┌─ PAGE EXTRACT

I fail to find the truth in this. Does someone mind explaining any truth in this? More than happy to be wrong here as I could definitely use it if it does exist.

Thanks
 
"Extraordinary claims require extraordinary evidence." The burden of proof is on him to demonstrate that this can be done.

Some quick Google-fu indicates that HNPA doesn't play well with DOCSIS (what cable networks use) and a maximum distance of 5000 ft.
 
without serious hardware hacking, how would one get HPNA's carrier signals onto coax (and power the device) ?

Both HPNA and MoCA are OFDM signals at high RF frequencies - so getting this on/off various media is fairly simple in concept, but hard to do in reality due to impedance matching, signal-on-power (HPNA), and so on.

└─
┌─ GIVEN INFORMATION

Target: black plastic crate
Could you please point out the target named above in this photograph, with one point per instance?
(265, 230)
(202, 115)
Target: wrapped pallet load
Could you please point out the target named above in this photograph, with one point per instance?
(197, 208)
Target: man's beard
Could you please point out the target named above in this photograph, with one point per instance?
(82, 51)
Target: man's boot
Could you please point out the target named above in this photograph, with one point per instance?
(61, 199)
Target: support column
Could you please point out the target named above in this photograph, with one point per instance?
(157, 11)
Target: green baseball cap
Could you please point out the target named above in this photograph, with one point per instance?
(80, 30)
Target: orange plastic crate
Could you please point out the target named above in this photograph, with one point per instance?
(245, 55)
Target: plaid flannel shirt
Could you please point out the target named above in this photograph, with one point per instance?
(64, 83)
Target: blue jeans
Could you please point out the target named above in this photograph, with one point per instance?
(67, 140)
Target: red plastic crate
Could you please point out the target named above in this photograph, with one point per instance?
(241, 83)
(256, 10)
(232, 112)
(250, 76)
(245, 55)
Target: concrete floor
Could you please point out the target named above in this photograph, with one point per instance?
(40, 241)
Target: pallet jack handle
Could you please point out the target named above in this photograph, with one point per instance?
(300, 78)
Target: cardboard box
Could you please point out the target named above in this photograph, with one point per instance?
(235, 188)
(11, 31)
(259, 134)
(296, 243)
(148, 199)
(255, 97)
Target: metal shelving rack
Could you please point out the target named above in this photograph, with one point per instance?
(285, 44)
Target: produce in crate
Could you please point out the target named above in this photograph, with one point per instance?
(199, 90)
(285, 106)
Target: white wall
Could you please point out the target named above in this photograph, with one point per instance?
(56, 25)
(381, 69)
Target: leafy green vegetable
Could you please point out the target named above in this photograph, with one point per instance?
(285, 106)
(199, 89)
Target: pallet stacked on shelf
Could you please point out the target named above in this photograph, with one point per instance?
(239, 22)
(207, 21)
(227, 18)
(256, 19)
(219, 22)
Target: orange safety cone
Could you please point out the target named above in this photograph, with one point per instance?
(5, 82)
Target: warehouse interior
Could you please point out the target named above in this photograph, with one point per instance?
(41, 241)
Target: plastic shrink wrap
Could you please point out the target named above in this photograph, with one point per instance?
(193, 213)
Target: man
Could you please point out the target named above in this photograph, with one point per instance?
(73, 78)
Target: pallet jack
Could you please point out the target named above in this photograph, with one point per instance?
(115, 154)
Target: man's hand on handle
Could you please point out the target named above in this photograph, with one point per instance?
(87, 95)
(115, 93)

└─

CHALLENGE 1
In the discussion of HPNA over coax, why is getting these signals on and off various media simple in concept but hard in reality? Answer in one to three sentences.
CHALLENGE 2
Carry on the discussion of HPNA over coax from its last sentence.
The data stands apart from the discussion of HPNA networking and has no connection to it.

TASK RESULT 1
It is simple in concept because both HPNA and MoCA are OFDM signals at high RF frequencies. It is hard in reality because of impedance matching and, for HPNA, signal-on-power.

TASK RESULT 2
Then too, there (used to be) a product to put WiFi's RF signal on home TV coax to distribute. Great idea I thought, since WiFi is intended to have 60dB or more of loss between sender and receiver, and TV coax/splitters would be far less. And though a given splitter may not be rated for above 1GHz, the attenuation out to 2.4GHz is likely OK. Same for RG6 at 2.4GHz - lossy but plenty of excess signal. This is because WiFi begins with, say, 50mW and orders of magnitude less is needed by the receiver. Alas, this product didn't seem to catch on.